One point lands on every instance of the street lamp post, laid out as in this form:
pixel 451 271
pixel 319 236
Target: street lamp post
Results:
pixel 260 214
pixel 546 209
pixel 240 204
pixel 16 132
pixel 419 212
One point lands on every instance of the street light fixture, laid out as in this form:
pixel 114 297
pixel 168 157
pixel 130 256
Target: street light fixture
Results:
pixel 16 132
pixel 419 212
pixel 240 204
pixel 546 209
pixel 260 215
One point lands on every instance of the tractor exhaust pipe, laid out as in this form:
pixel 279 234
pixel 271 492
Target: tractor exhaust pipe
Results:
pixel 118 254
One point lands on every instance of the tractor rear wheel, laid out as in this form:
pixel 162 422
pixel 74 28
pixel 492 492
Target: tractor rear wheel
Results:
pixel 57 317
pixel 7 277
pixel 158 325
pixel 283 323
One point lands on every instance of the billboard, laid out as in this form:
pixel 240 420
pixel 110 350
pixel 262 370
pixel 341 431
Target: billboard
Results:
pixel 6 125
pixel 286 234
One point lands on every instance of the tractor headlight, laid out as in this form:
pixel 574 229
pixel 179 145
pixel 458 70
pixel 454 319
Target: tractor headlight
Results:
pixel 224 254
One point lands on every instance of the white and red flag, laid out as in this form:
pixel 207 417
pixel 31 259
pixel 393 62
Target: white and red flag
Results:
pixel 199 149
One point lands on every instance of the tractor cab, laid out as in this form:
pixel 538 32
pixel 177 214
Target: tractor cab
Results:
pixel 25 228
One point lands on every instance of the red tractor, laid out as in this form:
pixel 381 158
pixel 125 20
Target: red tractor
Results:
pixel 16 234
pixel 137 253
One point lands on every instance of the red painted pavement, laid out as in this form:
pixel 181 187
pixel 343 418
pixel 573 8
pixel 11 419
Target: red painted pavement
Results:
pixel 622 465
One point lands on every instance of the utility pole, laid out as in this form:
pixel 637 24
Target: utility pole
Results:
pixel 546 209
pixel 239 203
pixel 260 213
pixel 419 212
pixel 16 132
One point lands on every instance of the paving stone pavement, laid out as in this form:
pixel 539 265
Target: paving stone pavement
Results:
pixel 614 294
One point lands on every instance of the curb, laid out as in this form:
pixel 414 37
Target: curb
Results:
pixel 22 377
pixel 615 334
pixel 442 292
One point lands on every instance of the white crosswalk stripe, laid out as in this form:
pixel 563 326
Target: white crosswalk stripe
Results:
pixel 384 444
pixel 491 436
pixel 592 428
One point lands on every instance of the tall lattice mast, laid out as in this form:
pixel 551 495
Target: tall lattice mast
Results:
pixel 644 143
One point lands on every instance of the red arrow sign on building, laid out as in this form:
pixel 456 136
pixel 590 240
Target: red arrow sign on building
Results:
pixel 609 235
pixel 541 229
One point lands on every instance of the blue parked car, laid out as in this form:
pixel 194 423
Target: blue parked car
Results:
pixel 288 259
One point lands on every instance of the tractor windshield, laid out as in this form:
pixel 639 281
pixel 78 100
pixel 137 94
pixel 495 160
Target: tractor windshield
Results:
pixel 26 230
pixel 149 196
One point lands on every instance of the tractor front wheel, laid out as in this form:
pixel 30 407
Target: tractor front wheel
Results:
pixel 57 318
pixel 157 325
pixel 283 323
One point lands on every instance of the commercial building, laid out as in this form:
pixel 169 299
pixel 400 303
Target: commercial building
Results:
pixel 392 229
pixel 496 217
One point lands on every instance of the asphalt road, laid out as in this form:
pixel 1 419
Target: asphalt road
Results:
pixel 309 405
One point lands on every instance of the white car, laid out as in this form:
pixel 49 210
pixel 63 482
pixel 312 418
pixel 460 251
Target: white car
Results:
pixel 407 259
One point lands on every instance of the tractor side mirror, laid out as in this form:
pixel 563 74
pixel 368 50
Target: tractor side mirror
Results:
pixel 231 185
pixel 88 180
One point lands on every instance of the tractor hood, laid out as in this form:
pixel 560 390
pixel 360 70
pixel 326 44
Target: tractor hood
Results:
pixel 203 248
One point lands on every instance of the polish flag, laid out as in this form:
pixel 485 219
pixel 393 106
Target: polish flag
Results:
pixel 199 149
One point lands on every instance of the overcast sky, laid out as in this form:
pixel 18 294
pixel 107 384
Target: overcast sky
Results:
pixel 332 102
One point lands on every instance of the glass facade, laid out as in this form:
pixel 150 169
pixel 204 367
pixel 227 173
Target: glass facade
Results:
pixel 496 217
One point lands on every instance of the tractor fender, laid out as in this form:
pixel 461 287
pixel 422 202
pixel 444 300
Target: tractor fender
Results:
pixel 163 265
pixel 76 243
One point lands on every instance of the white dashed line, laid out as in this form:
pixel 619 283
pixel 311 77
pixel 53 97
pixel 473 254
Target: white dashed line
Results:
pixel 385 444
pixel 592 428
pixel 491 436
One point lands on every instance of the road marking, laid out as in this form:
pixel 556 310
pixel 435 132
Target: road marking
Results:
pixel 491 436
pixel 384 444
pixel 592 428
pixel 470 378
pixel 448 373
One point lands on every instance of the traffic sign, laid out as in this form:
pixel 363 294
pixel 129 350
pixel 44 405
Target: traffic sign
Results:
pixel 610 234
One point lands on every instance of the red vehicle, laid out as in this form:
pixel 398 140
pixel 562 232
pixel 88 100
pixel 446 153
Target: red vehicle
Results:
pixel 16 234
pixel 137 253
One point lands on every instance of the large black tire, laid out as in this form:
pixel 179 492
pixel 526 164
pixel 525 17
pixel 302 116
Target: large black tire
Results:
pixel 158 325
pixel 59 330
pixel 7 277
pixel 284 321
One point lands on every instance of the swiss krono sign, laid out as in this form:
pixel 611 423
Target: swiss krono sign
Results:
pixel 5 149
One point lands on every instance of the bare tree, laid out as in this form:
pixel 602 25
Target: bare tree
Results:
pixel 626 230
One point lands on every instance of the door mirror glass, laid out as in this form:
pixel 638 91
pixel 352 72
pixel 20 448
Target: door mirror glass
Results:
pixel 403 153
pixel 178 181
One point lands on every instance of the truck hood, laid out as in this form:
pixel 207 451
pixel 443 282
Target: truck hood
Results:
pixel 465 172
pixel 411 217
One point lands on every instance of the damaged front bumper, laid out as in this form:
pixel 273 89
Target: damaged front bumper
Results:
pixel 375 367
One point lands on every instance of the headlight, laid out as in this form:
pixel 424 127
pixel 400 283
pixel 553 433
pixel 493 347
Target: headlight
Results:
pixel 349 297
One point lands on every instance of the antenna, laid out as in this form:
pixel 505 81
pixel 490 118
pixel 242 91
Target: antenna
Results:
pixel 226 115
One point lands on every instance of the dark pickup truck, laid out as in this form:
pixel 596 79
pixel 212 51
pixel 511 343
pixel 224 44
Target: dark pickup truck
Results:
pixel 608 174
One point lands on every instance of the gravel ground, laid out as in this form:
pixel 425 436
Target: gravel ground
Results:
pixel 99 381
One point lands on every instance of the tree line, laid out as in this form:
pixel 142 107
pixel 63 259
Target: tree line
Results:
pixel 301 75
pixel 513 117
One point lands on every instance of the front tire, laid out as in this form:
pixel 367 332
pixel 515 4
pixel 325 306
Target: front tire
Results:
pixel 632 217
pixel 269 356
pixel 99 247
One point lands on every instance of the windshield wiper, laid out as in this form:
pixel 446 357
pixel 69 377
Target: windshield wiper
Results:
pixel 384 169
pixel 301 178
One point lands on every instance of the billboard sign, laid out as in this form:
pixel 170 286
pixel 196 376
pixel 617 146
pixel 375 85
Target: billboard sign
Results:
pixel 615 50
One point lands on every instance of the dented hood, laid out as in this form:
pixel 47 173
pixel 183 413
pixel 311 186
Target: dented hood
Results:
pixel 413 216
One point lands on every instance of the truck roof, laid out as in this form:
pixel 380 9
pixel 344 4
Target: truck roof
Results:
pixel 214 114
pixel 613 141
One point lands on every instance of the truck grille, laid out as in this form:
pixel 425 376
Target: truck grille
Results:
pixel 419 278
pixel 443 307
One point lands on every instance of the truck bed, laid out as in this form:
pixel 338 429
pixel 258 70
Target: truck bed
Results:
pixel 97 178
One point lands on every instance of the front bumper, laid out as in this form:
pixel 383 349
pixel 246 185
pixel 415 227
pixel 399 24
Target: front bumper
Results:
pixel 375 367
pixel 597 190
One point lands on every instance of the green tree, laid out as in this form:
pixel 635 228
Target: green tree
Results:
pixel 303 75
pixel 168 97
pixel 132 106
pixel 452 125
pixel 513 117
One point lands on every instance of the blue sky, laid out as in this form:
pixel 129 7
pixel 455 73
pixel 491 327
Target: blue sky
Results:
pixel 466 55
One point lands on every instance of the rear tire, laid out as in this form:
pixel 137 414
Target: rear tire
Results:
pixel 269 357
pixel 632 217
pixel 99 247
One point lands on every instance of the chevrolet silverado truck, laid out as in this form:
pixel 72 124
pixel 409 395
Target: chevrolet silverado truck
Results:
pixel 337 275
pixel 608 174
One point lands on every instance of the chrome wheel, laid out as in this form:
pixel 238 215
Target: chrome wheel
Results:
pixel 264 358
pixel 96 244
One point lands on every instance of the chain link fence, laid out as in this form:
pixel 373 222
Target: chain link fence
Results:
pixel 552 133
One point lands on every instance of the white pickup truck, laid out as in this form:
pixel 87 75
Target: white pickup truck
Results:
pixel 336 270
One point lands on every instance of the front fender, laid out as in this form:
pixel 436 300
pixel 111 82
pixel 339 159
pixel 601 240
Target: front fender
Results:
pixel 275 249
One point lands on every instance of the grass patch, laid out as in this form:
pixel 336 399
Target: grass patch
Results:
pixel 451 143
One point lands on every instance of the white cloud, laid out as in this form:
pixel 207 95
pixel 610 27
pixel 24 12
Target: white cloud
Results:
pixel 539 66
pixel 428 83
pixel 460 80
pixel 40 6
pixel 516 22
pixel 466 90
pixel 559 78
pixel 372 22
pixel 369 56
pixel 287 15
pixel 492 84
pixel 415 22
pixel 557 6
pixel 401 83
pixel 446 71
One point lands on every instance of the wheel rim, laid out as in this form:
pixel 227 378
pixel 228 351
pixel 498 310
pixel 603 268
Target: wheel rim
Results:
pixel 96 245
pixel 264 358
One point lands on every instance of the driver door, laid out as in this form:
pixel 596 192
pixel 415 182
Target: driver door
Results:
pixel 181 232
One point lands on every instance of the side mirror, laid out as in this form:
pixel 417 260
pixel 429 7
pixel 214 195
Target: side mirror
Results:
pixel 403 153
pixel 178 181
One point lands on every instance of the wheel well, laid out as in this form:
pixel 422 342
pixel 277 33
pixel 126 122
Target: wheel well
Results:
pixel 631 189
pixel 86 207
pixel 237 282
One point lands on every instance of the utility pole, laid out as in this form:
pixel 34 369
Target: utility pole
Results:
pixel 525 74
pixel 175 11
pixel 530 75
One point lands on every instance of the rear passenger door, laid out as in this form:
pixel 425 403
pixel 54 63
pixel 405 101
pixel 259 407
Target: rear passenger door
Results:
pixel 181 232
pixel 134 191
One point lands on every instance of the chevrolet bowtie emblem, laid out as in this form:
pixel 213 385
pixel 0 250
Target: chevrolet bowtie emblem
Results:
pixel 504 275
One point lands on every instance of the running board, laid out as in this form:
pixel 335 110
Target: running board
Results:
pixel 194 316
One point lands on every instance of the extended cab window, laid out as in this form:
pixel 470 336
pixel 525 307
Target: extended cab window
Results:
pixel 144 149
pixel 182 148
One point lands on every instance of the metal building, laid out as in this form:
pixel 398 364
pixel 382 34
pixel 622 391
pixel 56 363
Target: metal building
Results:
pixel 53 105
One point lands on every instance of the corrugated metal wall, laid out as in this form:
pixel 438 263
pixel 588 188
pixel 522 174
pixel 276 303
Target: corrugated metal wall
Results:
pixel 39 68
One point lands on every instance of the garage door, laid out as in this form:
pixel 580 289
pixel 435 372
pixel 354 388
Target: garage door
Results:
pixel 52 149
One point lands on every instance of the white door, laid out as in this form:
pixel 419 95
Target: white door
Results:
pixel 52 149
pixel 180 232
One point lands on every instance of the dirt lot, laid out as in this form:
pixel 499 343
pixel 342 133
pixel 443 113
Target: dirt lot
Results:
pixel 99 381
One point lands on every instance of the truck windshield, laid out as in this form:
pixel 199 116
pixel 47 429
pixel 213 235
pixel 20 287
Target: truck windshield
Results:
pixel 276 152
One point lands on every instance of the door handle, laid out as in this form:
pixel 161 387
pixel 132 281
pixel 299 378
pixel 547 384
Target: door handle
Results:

Goal of the exercise: Only the lines from the beginning of the material through the line with "Target: street light fixture" should appear in the answer, each copied exactly.

Result of this task:
One point lands on every instance of the street lamp post, laid out as in this form:
pixel 451 271
pixel 319 236
Target: street lamp post
Results:
pixel 260 214
pixel 546 209
pixel 240 204
pixel 16 132
pixel 419 212
One point lands on every instance of the street light fixture, laid out as in this form:
pixel 114 297
pixel 168 157
pixel 130 256
Target: street light fixture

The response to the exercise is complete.